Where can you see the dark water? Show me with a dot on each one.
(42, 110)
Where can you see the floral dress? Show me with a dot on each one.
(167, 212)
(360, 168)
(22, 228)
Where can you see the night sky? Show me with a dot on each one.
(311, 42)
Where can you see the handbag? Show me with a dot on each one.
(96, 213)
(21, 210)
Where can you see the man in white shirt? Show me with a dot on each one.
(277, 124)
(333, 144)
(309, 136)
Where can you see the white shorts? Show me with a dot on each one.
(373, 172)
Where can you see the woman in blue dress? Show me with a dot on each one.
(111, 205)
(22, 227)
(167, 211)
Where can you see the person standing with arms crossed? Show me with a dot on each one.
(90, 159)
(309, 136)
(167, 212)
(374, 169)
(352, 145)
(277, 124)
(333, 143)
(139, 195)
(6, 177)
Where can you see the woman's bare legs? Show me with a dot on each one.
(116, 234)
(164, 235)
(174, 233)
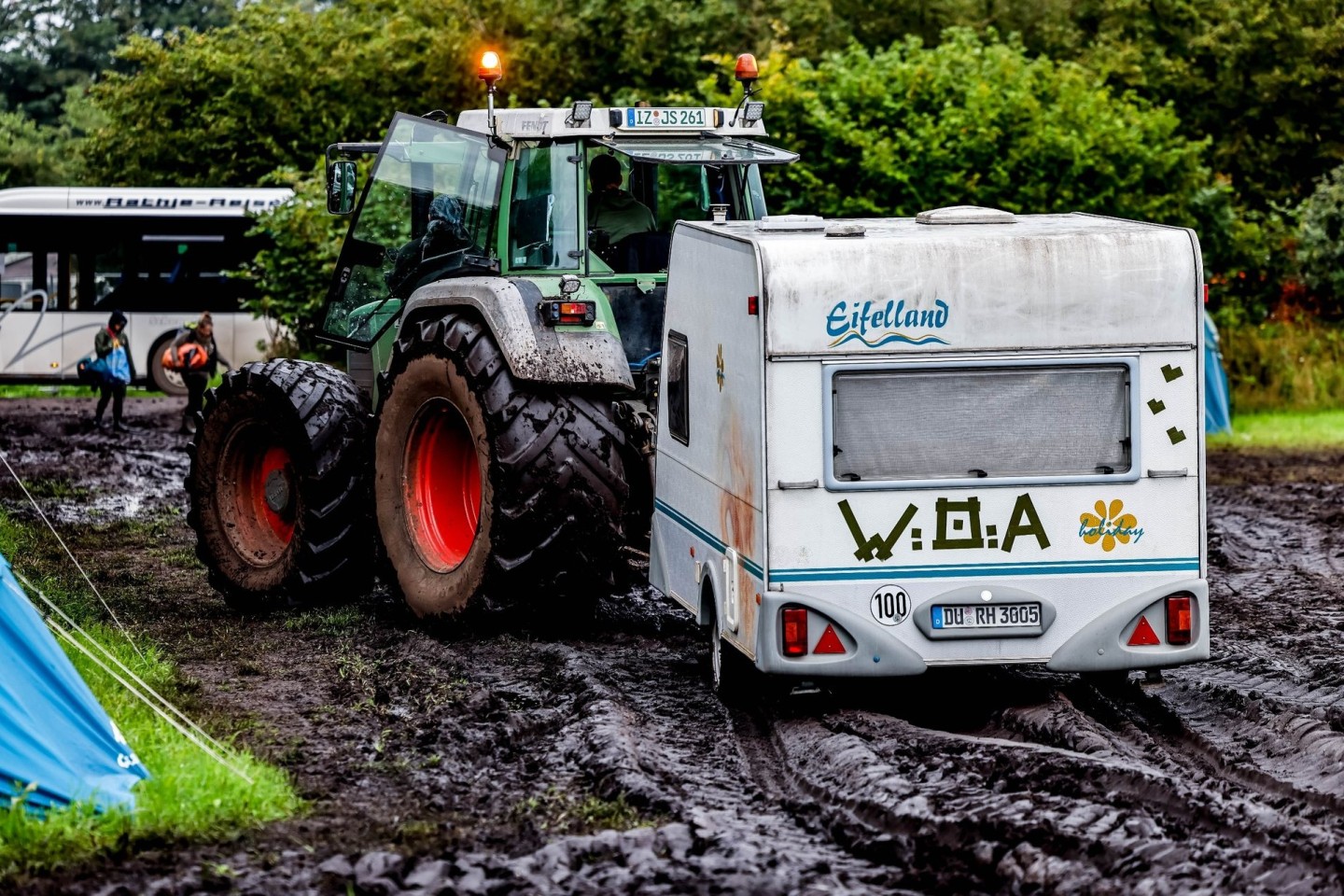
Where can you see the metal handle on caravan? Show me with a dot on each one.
(730, 589)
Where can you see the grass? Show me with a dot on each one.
(66, 391)
(189, 795)
(1283, 430)
(556, 812)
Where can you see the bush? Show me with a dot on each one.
(974, 119)
(1320, 247)
(1295, 364)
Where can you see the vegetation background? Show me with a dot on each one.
(1225, 117)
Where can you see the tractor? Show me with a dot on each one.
(494, 427)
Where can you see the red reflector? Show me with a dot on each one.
(794, 632)
(830, 642)
(1144, 635)
(1178, 620)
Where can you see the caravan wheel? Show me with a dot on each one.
(278, 486)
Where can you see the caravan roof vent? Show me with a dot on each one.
(791, 222)
(967, 216)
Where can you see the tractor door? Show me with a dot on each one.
(427, 213)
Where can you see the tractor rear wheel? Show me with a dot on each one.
(482, 480)
(278, 485)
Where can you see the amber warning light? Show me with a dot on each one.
(491, 69)
(746, 67)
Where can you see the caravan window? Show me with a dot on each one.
(977, 422)
(678, 397)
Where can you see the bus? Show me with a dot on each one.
(74, 254)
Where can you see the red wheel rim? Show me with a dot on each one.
(259, 493)
(442, 481)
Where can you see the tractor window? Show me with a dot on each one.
(427, 214)
(543, 229)
(678, 397)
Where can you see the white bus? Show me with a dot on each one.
(70, 256)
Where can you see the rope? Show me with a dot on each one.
(105, 606)
(173, 721)
(189, 728)
(129, 672)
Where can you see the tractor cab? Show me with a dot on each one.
(543, 196)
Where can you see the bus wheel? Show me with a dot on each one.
(278, 485)
(164, 381)
(483, 480)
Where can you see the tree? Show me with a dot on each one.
(51, 46)
(976, 121)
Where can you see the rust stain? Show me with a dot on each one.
(736, 519)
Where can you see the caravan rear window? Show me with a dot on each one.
(976, 422)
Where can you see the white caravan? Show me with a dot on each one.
(959, 440)
(70, 256)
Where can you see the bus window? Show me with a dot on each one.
(161, 256)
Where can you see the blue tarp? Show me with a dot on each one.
(54, 735)
(1218, 416)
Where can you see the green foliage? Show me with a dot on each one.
(1294, 364)
(976, 121)
(54, 46)
(1320, 248)
(295, 271)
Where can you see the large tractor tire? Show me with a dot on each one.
(278, 485)
(487, 485)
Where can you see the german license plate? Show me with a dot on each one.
(991, 615)
(665, 119)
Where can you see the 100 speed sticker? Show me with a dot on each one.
(890, 605)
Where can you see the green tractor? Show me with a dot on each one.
(503, 330)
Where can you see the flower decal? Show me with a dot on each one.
(1109, 525)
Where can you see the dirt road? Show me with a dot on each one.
(595, 759)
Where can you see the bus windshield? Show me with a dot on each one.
(70, 256)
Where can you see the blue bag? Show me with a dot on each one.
(119, 366)
(91, 370)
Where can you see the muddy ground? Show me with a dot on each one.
(595, 761)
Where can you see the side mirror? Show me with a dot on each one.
(341, 187)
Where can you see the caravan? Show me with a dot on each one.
(959, 440)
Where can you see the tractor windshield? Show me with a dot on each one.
(427, 214)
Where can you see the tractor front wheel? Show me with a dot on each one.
(278, 485)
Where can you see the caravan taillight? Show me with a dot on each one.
(1179, 620)
(794, 632)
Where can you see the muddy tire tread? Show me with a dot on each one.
(558, 458)
(333, 558)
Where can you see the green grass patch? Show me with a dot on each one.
(66, 391)
(189, 794)
(556, 812)
(1283, 430)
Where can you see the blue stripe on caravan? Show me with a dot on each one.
(700, 532)
(1056, 567)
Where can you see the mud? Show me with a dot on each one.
(593, 759)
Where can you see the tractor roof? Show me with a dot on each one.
(623, 121)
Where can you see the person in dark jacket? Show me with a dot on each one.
(611, 210)
(113, 349)
(199, 339)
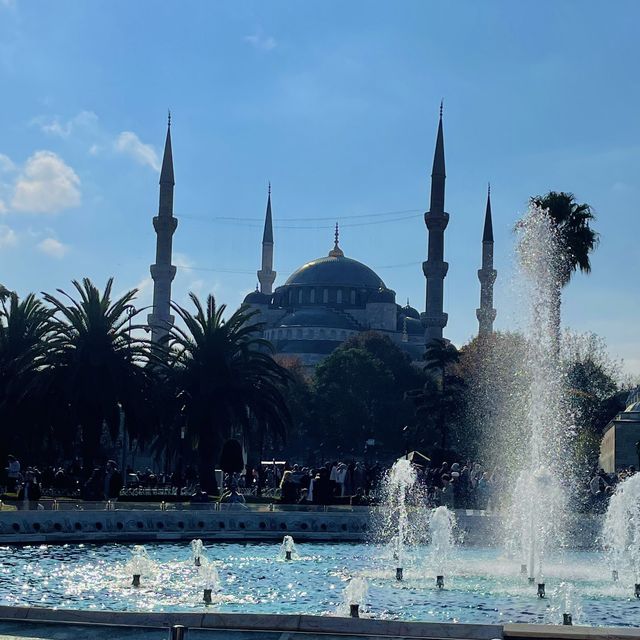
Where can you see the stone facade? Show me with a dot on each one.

------------------------------

* _Instructions to follow_: Rewrite all of the material above with "Show me with a dot on each one" swapped for "Mark each one with a dot" wherever it occurs, changing nothing else. Leave the pictures out.

* _The output_:
Where can you see the dark water? Mark each one with a dot.
(42, 110)
Where can you see the floral dress? Mark each one with a dot.
(167, 212)
(360, 168)
(22, 228)
Where can you see the night sky? Mark each one with a dot.
(311, 42)
Where can you see the handbag? Mark each one with a dot.
(96, 213)
(21, 210)
Where can you see the man in white shirt? Mark each one with a dot.
(277, 124)
(333, 144)
(309, 136)
Where can you see the white shorts? Mark each one with a dot.
(373, 172)
Where can you see the woman in blue dress? Mark each one with a dot.
(111, 205)
(22, 227)
(167, 211)
Where can you see the person standing with arms crossed? Mark each one with a dot.
(90, 159)
(309, 136)
(167, 212)
(374, 169)
(352, 145)
(277, 124)
(333, 143)
(139, 195)
(6, 177)
Where can you see the woman's bare legs? Mark each one with a dot.
(116, 234)
(164, 235)
(174, 233)
Where can you see the metal handle on caravan? Mark each one with a dot.
(730, 589)
Where can you see the grass? Mark each one with a dot.
(66, 391)
(189, 795)
(1283, 430)
(556, 812)
Where can you see the bush? Mark each one with a dot.
(974, 119)
(1320, 247)
(1295, 364)
Where can you see the vegetation background? Mark each one with a dot.
(1225, 117)
Where can you see the tractor? Mark each one with a dot.
(494, 427)
Where can you see the red reflector? Mark each one with a dot.
(794, 632)
(830, 642)
(1144, 635)
(1178, 620)
Where can you see the caravan wheel? Mark each one with a dot.
(278, 486)
Where can you see the caravan roof vent? Mark each one with a dot.
(791, 222)
(967, 216)
Where can you see the tractor door? Mark each one with a dot.
(427, 213)
Where can you see the tractor rear wheel? Mark each one with a dot.
(482, 480)
(278, 485)
Where can you see the amber warning light? Mark each one with a dot.
(491, 69)
(746, 67)
Where can you see the caravan window? Mark each one with a dot.
(977, 422)
(678, 397)
Where can you see the bus? Mark each one with a dot.
(74, 254)
Where can you see the red wheel rim? Mark each one with a dot.
(259, 493)
(442, 481)
Where can you see the tractor window? Mark each one with a dot.
(427, 214)
(543, 229)
(678, 397)
Where can you see the white bus? Mark each one with a dot.
(70, 256)
Where can you see the rope? Mark each one with a dot.
(105, 606)
(173, 721)
(189, 728)
(129, 672)
Where can you see the tractor cab? Mark each one with a dot.
(543, 196)
Where can you see the bus wheel? Mark each one with a dot.
(278, 485)
(164, 381)
(483, 480)
Where can you see the tree? Mark each one with a dot.
(51, 46)
(976, 121)
Where can you see the rust stain? Mark each one with a dot.
(736, 519)
Where can you see the caravan rear window? Mark each one with a dot.
(976, 422)
Where can you see the white caravan? Mark each one with a dot.
(959, 440)
(70, 256)
Where can you see the bus window? Mark each one with a dot.
(161, 256)
Where can you see the blue tarp? Mark each one with a dot.
(54, 735)
(1218, 416)
Where can you see the green foliage? Mark each one with a dot.
(1294, 364)
(976, 121)
(54, 46)
(1320, 248)
(295, 271)
Where can you see the large tractor tire? Mark each one with a dot.
(278, 485)
(487, 485)
Where can you see the german license plate? Mark each one with a dot.
(991, 615)
(665, 119)
Where can you see the 100 speed sticker? Mark each one with a dot.
(890, 605)
Where can you see the green tractor? Mark each one with a dot.
(503, 330)
Where can you see the flower decal? Mark each one with a dot.
(1109, 525)
Where can you see the dirt road? Mark each one with a dot.
(595, 759)
Where can you see the bus windshield? Mark each one with a dot.
(70, 256)
Where can you see the blue bag? Mark each one with a dot.
(119, 366)
(91, 370)
Where can you see the muddy ground? Mark each one with a dot.
(595, 761)
Where can you see the side mirror? Mark each one with a dot.
(341, 187)
Where can you see the caravan? Mark each one with a dot.
(959, 440)
Where can you see the tractor windshield? Mark each one with a dot.
(427, 214)
Where can you see the tractor front wheel? Mark each one with a dot.
(278, 485)
Where can you see the caravan taillight? Mark each one with a dot.
(1179, 620)
(794, 632)
Where can you see the muddy tire tread? Mark each one with a dot.
(558, 458)
(333, 558)
Where can you see the green grass patch? Mark each one with a dot.
(66, 391)
(189, 794)
(556, 812)
(1283, 430)
Where can you see the blue stripe on caravan? Mark each one with a dot.
(700, 532)
(1056, 567)
Where can you see the mud? Mark each one with a dot.
(593, 759)
Where can you see the tractor roof? Mark each one with a dot.
(623, 121)
Where can you see the person in dark jacket? Mark each one with a dot.
(611, 210)
(113, 349)
(199, 339)
Where can you see the stone facade? Mark each one with a dot.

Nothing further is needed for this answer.